**OBJECTIVE**
Will you copy the lines below verbatim, starting from the line with "task: outline the tree trunk" up to and including the line with "Provide the mask of every instance of the tree"?

── EXERCISE DATA

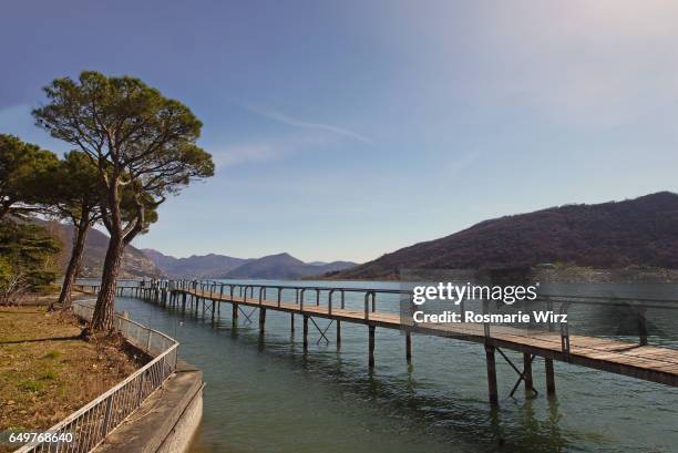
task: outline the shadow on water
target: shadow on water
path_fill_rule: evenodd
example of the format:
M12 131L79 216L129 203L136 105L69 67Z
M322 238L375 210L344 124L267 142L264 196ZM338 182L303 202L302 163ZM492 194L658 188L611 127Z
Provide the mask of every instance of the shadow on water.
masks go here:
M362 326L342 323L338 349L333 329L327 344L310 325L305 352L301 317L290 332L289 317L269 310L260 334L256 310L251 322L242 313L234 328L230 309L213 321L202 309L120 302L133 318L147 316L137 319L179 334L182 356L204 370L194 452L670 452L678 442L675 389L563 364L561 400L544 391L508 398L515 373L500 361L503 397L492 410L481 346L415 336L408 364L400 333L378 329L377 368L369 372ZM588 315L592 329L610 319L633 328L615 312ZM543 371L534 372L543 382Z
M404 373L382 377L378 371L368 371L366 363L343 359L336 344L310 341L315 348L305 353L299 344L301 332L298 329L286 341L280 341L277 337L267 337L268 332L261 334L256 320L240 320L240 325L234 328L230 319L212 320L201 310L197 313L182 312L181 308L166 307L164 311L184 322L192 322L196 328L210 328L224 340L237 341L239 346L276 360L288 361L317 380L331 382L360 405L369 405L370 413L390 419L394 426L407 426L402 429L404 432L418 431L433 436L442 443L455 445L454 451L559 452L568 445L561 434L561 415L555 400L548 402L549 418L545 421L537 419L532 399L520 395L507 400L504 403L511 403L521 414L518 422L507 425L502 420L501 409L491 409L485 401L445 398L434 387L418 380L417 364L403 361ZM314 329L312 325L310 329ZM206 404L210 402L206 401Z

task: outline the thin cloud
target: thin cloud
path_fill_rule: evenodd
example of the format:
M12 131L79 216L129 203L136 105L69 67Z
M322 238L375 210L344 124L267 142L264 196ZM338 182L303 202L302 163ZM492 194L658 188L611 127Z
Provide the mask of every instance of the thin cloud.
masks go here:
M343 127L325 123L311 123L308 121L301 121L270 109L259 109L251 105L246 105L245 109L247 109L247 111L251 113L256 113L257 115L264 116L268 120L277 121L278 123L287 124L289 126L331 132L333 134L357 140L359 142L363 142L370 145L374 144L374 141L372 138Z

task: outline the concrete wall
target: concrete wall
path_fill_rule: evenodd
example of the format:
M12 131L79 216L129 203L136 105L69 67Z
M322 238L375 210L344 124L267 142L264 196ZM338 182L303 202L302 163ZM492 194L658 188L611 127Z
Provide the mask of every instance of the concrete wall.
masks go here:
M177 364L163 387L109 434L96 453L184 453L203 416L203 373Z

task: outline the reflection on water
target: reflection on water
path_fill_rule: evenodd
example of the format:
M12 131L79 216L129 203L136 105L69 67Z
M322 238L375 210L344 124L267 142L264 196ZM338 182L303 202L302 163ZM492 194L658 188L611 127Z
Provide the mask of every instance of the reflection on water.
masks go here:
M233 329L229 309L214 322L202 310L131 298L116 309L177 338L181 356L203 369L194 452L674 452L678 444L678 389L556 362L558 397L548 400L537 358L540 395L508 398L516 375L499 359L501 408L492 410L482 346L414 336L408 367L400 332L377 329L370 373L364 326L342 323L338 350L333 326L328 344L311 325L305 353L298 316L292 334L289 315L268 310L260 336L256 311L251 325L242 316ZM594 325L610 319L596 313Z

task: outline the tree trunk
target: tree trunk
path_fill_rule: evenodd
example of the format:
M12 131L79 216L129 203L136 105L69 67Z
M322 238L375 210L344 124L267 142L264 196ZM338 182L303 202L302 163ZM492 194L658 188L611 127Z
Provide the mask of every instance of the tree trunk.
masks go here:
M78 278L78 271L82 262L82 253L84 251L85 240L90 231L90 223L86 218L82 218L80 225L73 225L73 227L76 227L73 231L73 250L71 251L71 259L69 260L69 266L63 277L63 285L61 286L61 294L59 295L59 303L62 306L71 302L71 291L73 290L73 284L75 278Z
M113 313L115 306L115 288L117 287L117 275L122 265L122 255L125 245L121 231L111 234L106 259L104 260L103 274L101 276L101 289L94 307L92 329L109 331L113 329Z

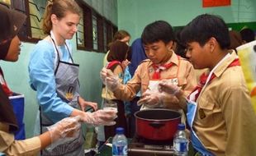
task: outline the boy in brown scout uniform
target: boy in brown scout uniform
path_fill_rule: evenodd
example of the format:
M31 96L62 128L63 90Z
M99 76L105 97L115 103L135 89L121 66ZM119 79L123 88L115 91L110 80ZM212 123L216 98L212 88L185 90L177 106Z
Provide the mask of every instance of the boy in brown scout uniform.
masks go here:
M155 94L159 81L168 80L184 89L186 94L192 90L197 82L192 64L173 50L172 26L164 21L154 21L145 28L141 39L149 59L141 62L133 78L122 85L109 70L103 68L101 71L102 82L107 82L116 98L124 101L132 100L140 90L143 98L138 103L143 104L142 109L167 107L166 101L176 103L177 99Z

────
── EXERCISE DATA

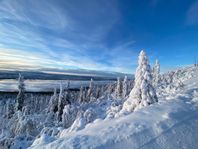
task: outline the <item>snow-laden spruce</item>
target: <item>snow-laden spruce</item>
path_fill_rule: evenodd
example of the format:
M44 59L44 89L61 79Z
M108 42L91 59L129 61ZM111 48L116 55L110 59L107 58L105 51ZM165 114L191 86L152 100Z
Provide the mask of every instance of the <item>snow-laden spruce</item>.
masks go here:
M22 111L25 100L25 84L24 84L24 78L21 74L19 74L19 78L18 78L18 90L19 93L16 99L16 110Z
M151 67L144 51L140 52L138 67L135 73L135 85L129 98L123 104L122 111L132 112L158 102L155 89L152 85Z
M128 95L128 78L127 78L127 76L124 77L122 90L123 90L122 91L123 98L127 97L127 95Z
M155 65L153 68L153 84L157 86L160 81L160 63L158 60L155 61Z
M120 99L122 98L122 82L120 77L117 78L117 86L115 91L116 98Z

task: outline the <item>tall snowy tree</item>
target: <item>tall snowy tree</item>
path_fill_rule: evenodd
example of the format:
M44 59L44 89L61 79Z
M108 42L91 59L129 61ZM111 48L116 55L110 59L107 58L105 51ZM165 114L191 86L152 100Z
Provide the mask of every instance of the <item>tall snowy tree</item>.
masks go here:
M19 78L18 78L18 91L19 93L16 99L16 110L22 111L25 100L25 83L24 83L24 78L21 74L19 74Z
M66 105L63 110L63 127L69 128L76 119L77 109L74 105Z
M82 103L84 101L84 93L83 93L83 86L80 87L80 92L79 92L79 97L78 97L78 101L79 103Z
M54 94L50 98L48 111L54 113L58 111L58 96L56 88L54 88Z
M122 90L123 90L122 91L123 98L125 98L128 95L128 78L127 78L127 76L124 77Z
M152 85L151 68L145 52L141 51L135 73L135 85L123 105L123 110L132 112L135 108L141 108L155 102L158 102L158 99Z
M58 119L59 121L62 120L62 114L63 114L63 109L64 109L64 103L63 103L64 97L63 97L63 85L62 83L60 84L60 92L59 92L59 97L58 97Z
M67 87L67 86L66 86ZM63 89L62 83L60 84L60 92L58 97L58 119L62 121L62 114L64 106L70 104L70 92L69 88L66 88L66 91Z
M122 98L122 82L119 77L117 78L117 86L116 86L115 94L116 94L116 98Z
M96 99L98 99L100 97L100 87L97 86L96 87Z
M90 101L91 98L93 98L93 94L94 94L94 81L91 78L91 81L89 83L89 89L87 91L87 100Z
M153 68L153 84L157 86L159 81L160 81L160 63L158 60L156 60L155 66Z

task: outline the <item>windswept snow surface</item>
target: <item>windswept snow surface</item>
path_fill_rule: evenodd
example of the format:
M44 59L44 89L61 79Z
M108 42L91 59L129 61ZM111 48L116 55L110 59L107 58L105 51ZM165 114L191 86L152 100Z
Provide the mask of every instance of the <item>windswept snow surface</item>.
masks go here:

────

**SOLUTION FOR THIS TASK**
task: outline the tree trunk
target: tree trunk
path_fill_rule: evenodd
example of the format:
M12 131L79 216L129 203L136 105L69 67Z
M322 238L375 210L344 124L267 142L264 196ZM338 182L303 202L302 163ZM492 194L658 188L611 127Z
Provide the mask of every instance of the tree trunk.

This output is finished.